From the entries that follow, reproduce exactly and only the lines from the line with "Target: beige building" to the line with "Target: marble column", endpoints included.

(Referring expression pointing data)
§ §
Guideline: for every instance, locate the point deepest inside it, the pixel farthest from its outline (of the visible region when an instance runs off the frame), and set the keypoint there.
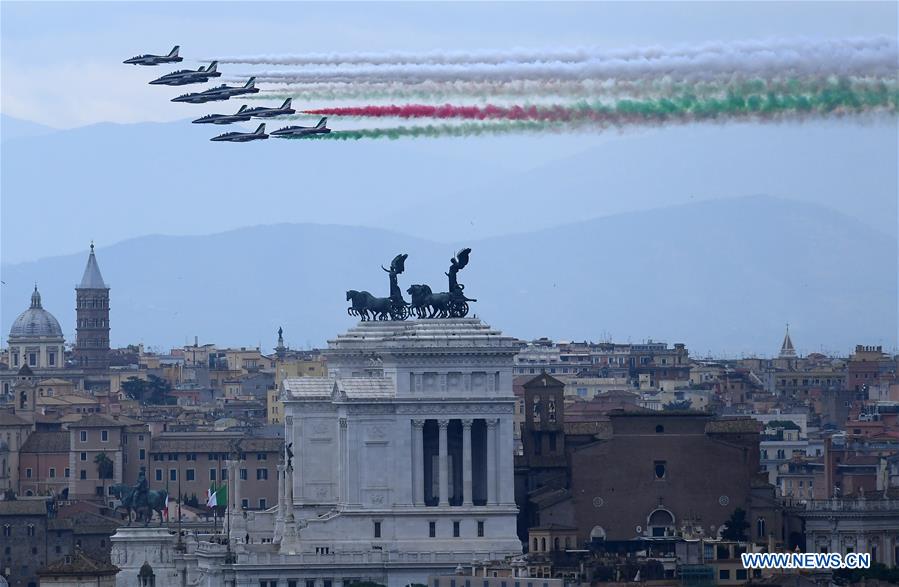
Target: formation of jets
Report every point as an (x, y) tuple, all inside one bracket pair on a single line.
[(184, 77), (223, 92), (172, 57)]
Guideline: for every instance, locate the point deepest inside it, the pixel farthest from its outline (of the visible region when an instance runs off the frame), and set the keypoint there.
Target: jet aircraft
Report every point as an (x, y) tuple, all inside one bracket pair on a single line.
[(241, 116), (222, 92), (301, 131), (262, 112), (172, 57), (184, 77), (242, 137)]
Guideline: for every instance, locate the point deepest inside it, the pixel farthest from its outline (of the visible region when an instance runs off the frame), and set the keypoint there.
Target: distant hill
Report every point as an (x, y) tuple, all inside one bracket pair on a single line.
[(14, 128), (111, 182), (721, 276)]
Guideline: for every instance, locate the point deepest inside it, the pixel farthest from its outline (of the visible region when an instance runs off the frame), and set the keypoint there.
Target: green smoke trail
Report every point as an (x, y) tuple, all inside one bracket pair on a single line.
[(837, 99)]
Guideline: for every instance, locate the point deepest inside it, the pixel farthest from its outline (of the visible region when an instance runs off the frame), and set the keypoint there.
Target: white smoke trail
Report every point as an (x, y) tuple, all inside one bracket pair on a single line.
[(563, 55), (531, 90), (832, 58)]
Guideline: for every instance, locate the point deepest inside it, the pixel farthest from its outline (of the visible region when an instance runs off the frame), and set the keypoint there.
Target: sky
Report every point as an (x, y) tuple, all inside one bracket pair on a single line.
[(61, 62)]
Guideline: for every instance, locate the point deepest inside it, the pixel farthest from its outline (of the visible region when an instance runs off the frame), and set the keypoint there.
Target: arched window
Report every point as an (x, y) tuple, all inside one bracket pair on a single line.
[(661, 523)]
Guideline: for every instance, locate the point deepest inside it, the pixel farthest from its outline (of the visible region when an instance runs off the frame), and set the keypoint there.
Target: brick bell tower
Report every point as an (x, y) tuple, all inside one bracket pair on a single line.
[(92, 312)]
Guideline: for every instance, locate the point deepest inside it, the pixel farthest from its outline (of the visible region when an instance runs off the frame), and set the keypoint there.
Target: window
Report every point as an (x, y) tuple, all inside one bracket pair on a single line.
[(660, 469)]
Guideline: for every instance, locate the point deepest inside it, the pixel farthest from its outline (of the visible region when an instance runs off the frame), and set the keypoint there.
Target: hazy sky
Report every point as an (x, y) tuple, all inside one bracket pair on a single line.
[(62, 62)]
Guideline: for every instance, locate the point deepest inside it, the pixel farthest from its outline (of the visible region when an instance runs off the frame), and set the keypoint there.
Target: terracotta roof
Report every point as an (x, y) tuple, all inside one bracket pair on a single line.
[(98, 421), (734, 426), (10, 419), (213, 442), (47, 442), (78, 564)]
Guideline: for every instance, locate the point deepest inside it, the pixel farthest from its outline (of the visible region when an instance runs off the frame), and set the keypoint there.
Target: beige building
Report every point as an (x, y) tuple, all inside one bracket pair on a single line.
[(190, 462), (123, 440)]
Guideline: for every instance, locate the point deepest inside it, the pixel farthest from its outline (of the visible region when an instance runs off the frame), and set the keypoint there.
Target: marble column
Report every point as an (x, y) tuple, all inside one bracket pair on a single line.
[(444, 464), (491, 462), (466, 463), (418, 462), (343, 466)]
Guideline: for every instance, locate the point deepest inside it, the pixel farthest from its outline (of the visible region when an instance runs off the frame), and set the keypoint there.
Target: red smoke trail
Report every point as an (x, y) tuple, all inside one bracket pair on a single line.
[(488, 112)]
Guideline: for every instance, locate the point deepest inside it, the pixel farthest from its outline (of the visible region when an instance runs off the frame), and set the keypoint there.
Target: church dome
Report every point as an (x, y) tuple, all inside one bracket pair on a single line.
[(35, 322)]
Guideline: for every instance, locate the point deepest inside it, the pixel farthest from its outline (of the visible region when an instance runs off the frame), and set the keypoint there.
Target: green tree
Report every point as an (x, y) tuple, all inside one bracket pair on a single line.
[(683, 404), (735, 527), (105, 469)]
§ §
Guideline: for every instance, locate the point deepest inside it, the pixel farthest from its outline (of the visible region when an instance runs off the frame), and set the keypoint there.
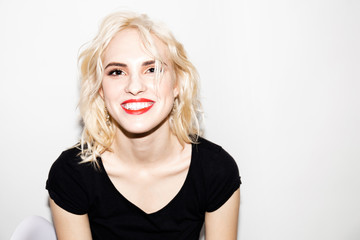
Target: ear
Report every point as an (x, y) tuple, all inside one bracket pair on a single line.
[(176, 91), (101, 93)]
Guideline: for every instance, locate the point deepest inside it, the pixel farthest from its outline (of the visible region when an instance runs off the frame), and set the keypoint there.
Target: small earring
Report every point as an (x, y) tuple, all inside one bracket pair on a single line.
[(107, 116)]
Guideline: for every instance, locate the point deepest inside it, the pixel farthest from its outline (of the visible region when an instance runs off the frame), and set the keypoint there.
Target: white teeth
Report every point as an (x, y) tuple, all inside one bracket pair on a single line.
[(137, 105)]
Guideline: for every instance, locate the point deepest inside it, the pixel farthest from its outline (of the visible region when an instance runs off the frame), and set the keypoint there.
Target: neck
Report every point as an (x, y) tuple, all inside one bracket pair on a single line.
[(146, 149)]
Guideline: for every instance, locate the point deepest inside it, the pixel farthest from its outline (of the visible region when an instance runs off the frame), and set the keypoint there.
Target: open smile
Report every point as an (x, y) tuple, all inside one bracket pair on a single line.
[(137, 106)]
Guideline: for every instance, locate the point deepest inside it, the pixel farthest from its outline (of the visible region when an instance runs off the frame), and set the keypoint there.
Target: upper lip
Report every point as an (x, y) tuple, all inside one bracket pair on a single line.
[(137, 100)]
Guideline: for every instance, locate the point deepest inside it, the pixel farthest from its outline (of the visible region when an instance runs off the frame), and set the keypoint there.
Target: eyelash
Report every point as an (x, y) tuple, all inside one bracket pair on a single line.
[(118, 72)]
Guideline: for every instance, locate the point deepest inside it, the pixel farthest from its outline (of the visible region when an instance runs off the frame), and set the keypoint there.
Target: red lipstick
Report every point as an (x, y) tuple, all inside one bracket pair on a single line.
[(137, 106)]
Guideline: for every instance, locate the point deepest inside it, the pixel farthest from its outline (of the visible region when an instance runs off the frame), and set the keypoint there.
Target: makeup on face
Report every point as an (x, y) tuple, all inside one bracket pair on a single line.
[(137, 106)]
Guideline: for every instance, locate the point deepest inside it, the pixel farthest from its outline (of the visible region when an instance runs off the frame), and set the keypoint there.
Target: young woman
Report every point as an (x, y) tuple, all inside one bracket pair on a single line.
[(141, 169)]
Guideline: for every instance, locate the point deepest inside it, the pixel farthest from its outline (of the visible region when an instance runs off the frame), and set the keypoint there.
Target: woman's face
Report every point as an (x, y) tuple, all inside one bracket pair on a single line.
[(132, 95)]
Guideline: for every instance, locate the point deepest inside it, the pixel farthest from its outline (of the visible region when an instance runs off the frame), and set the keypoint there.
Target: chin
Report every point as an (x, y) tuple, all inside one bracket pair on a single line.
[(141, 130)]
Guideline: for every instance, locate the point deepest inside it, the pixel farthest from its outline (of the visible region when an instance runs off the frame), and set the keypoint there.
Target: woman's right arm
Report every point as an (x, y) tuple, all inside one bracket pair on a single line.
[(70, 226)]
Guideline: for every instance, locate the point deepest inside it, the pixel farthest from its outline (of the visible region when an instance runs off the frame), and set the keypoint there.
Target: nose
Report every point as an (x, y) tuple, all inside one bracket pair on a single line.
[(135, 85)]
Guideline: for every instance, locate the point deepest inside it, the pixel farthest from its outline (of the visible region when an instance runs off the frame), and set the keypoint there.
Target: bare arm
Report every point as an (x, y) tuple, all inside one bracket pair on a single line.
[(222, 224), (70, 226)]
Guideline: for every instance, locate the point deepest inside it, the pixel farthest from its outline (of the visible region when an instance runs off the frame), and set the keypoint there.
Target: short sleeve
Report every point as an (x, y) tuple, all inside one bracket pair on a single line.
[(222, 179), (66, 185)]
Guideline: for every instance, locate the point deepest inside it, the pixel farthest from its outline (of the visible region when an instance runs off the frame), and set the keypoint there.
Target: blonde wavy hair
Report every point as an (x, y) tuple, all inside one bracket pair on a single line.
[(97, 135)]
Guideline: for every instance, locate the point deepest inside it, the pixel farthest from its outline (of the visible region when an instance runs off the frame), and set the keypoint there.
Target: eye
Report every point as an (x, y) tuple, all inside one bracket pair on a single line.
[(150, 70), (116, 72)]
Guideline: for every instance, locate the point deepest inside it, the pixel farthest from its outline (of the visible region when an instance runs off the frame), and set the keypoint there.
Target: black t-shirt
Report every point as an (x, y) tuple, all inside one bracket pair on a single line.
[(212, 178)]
§ §
● Answer to this problem
Target: beige building
Report every point as an (x, y) tuple, all inside one bracket pair on a single line.
[(190, 462), (123, 440)]
Guideline: for every instance, locate the point deepest inside it, the pixel farthest from its outline (of the visible region when an instance runs off the frame), and set the keypoint there.
Target: marble column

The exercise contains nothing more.